» Work task
In full and without alteration, give the listing again.
(Provided data begins)
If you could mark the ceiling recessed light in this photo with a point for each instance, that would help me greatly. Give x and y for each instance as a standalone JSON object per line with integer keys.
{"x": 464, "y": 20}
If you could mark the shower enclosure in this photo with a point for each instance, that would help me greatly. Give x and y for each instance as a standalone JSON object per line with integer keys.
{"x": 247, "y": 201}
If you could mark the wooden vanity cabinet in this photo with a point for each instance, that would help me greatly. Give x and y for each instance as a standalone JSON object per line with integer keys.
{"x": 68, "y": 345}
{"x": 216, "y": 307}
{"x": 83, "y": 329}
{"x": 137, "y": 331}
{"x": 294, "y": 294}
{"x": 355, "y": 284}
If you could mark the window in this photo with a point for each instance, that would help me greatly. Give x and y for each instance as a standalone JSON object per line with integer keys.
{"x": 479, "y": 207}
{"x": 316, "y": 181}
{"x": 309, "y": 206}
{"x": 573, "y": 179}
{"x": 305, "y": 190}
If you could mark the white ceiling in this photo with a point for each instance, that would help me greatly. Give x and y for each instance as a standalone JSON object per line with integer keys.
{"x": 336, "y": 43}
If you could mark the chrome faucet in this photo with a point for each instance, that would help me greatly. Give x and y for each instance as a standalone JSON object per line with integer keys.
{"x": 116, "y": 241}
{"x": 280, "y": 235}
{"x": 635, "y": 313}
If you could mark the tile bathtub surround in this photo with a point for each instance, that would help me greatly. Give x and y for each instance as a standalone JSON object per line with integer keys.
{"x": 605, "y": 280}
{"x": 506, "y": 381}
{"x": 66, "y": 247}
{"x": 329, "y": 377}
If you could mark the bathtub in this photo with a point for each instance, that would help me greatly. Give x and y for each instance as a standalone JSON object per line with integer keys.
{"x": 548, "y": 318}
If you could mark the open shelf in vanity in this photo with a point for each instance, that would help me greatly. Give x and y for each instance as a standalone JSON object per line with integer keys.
(Provided data ends)
» Answer section
If you could mark the ceiling recessed light in this photo with a point for each instance, that would help me greatly. Give x and y for each instance as a standalone JSON object per line with integer keys.
{"x": 464, "y": 20}
If you could mark the shower enclosure in this photo with a point for each instance, that would help me greatly. Give x and y for each instance as a standalone JSON object per line with integer keys.
{"x": 247, "y": 201}
If you could mark the wooden vanity cabinet in this photo with a point for each instance, that would help me greatly. Give x and y for each instance as a standalone JSON object per line with integer keys.
{"x": 68, "y": 345}
{"x": 216, "y": 307}
{"x": 83, "y": 329}
{"x": 137, "y": 331}
{"x": 294, "y": 294}
{"x": 355, "y": 284}
If you could mark the window in this photo with a point for each instance, that would help me greatly. Give x and y for each instance as a standalone JSON object per line with integer keys.
{"x": 479, "y": 207}
{"x": 316, "y": 181}
{"x": 309, "y": 206}
{"x": 573, "y": 179}
{"x": 305, "y": 190}
If you could mark the white ceiling in this photo with a point for each instance, that would help me greatly. Give x and y for each instance as a standalone JSON object per line with integer keys.
{"x": 336, "y": 43}
If you could mark the chrome faucet in this photo with a point for each instance, that would help me greatly. Give x and y for each instance as a standalone JSON object per line with integer keys.
{"x": 116, "y": 241}
{"x": 280, "y": 235}
{"x": 635, "y": 313}
If you could mark the tile bathtub surround in this photo with a point for each instance, that would help me greatly. Give x and y for each instance as a standalone JSON object per line with integer keys.
{"x": 605, "y": 280}
{"x": 506, "y": 381}
{"x": 66, "y": 247}
{"x": 329, "y": 377}
If you could mark the bathtub in this photo with a point for each instance, that would help me greatly. Give x and y for each instance as a standalone JSON object per line with integer keys.
{"x": 548, "y": 318}
If you could mark the open shelf in vanity in this photo with a point for each instance, that would help me greatly. Give x and y for each instance as a standalone JSON object per line with integer keys.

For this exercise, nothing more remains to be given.